### DATA EXCERPTS ###

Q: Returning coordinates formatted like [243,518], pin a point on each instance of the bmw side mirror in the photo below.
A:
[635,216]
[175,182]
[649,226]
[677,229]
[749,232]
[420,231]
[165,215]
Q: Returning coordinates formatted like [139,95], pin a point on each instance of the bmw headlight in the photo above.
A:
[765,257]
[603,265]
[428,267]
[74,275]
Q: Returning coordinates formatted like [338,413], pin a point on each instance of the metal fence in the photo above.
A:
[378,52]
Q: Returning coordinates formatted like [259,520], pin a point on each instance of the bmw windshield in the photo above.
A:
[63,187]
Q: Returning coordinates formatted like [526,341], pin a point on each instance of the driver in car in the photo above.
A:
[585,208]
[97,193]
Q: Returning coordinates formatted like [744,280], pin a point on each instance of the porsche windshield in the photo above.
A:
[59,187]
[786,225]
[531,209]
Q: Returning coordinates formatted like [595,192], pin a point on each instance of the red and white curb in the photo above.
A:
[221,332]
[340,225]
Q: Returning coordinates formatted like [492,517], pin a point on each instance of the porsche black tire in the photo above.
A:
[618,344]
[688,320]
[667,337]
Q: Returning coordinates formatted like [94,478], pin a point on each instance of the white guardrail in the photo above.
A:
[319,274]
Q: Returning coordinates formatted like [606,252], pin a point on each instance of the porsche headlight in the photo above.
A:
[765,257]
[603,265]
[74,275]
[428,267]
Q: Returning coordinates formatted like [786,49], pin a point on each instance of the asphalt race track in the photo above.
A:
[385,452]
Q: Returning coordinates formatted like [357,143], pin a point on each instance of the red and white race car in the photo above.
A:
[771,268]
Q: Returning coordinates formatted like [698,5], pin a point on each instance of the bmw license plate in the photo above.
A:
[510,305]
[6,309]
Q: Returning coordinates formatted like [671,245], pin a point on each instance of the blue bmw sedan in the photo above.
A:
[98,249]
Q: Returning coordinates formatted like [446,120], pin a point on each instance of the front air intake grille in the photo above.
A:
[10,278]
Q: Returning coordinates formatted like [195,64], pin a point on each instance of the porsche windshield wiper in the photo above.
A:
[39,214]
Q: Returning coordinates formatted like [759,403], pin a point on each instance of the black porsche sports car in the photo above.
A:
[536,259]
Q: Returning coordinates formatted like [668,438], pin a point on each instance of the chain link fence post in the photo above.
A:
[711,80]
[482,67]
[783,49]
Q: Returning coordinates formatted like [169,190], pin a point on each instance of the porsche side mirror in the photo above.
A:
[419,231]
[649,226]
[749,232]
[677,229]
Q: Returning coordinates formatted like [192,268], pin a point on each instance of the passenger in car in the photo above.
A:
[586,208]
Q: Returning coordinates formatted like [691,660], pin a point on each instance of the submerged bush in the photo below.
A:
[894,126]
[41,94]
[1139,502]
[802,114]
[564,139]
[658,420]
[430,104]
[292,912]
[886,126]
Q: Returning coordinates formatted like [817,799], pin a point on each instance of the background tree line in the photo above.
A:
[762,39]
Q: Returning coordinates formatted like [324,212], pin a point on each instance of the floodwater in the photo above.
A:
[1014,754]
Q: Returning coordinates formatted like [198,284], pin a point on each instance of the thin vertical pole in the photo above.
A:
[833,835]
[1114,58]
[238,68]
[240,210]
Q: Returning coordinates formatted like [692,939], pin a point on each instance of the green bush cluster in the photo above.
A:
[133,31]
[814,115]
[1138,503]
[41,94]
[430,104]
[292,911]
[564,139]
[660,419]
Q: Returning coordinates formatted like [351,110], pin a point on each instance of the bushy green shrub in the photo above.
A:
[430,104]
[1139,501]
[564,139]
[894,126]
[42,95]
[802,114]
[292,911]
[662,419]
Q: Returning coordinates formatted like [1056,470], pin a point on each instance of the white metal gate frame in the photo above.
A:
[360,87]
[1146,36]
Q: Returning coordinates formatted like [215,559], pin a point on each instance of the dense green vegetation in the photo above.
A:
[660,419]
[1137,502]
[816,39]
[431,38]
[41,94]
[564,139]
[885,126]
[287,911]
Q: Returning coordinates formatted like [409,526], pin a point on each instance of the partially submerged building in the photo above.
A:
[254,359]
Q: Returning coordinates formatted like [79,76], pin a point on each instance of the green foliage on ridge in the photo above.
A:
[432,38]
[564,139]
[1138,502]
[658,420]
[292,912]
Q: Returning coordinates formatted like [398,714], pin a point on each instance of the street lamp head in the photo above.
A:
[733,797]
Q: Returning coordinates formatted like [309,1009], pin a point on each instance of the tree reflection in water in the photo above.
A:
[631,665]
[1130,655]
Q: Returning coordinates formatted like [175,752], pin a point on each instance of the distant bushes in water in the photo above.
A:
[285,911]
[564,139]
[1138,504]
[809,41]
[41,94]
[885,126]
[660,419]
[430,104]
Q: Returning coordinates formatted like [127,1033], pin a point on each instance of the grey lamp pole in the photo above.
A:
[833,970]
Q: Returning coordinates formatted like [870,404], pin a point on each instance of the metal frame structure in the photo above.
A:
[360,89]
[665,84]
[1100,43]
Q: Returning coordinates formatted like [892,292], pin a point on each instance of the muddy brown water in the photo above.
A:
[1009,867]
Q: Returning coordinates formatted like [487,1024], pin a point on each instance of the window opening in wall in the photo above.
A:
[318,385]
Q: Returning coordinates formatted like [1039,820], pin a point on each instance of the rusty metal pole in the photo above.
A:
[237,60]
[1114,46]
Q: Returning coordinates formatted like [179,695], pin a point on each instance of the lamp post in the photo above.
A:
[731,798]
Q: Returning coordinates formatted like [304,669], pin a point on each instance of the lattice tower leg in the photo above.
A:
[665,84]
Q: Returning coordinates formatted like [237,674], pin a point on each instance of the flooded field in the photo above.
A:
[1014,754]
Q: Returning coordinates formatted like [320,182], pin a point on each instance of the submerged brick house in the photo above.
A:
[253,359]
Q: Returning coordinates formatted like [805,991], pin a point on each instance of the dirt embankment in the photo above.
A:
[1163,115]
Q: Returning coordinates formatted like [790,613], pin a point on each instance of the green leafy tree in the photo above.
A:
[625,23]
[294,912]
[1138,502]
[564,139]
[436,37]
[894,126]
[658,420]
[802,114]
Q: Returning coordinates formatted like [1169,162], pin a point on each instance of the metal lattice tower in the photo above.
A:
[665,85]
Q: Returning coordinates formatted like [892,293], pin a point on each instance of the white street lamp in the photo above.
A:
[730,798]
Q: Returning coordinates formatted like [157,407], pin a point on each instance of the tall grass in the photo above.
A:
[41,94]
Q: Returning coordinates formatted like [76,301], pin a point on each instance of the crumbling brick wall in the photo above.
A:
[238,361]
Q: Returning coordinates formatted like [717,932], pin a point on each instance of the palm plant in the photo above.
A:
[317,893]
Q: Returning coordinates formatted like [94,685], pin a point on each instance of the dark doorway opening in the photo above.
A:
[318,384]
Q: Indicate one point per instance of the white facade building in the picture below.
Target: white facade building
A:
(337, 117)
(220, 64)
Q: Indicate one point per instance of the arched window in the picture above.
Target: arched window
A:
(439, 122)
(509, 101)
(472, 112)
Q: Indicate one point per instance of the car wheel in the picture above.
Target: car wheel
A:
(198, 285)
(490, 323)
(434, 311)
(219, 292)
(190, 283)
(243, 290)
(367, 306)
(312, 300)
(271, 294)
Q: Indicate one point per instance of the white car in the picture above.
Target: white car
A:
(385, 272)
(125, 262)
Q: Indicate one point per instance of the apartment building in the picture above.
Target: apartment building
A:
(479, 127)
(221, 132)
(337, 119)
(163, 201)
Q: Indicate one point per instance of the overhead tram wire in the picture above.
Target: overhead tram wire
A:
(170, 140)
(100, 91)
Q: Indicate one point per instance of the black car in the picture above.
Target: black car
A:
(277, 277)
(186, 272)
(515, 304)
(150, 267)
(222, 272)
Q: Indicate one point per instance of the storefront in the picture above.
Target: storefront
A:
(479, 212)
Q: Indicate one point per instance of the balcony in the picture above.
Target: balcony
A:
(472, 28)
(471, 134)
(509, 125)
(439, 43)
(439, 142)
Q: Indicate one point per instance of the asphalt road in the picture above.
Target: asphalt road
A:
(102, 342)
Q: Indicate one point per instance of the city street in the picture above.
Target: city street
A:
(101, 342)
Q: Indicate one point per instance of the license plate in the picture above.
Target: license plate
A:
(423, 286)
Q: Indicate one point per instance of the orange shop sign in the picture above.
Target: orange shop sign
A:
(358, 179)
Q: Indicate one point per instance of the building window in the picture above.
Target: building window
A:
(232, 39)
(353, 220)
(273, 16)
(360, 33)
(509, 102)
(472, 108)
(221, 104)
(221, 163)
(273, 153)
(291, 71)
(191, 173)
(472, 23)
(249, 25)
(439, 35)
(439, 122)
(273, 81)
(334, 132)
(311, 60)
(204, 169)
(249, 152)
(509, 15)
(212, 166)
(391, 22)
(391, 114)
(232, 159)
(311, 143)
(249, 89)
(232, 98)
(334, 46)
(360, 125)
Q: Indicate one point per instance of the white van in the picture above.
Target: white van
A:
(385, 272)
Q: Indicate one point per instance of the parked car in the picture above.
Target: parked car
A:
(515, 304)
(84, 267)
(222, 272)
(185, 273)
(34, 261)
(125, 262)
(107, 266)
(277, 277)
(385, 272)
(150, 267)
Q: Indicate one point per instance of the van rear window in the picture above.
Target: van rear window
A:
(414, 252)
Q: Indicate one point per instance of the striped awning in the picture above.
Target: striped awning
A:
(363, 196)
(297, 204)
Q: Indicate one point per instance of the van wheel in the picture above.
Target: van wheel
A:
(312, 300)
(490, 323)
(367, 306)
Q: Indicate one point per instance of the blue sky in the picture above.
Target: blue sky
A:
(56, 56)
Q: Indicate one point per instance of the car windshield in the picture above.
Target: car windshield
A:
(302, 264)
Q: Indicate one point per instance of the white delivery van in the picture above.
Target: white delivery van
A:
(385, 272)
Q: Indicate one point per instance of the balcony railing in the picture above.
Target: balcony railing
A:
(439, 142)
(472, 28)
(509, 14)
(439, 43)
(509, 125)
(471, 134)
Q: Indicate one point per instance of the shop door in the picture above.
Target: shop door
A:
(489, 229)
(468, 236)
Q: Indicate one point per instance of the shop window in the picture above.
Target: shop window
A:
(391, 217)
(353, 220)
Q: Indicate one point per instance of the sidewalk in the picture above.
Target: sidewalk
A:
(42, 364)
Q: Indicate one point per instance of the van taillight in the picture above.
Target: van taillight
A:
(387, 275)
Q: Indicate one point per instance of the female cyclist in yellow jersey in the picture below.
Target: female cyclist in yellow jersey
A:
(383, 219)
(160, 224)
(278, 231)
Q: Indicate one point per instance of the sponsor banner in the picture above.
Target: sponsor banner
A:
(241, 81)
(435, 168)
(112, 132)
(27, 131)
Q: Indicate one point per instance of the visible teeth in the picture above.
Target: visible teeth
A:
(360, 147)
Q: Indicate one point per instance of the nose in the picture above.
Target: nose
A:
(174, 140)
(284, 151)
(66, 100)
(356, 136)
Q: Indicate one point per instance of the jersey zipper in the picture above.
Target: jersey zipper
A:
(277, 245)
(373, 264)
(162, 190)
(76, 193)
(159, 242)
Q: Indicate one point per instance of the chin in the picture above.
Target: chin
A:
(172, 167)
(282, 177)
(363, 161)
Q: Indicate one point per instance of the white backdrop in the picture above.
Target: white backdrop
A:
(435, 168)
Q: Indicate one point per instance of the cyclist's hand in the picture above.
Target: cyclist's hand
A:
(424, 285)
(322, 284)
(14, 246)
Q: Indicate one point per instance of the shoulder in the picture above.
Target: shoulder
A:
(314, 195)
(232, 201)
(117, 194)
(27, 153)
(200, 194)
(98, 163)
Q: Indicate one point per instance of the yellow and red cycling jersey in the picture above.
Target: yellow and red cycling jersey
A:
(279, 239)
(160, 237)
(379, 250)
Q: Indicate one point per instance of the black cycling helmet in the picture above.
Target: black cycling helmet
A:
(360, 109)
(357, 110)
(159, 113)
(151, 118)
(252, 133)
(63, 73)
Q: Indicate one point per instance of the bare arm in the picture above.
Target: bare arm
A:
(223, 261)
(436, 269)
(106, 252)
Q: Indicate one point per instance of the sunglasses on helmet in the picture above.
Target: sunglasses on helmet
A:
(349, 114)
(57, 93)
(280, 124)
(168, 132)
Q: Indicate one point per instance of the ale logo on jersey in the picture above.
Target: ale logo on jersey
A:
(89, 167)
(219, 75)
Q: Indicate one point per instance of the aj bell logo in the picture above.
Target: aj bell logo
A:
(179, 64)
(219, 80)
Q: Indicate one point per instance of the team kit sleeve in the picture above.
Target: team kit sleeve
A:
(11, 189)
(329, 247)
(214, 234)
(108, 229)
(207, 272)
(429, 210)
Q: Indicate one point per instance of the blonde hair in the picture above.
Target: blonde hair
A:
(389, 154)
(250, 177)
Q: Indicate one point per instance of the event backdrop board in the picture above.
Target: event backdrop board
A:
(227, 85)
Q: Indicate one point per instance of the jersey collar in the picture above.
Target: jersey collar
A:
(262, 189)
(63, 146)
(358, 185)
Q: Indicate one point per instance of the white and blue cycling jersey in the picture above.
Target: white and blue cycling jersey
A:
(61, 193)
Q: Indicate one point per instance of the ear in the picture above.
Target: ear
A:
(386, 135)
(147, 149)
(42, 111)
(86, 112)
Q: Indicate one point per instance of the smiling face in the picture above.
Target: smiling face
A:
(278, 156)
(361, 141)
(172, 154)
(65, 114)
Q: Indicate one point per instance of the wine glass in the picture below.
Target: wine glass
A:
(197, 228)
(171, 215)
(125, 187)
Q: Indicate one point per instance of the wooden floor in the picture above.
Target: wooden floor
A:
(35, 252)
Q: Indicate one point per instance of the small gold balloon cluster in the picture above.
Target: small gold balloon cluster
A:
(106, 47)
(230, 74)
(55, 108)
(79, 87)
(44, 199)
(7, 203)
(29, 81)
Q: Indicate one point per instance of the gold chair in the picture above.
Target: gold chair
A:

###

## EXERCISE GOAL
Look above for the line holding "Q: Returning coordinates formatted like [817,799], pin" and the line holding "Q: Returning coordinates formatted like [351,110], pin". Retype both, and every line between them, word for word and nothing else.

## SOLUTION FOR THIS EXERCISE
Q: Returning coordinates formatted like [817,799], pin a point on each instance of the background tree line in the photo above.
A:
[762,39]
Q: Returning coordinates formatted like [324,212], pin a point on each instance of the floodwater in the photo above.
A:
[1014,754]
Q: Returning coordinates formatted like [198,284], pin a point on each instance of the thin vertical pole in the photo above.
A:
[833,835]
[1114,58]
[238,68]
[240,210]
Q: Returning coordinates formatted like [692,939], pin a point on each instance of the green bush cluster in the photo above.
A:
[133,31]
[814,115]
[1138,503]
[41,94]
[430,104]
[292,911]
[564,139]
[660,419]
Q: Returning coordinates formatted like [351,110], pin a point on each instance of the bushy green shrub in the photo above.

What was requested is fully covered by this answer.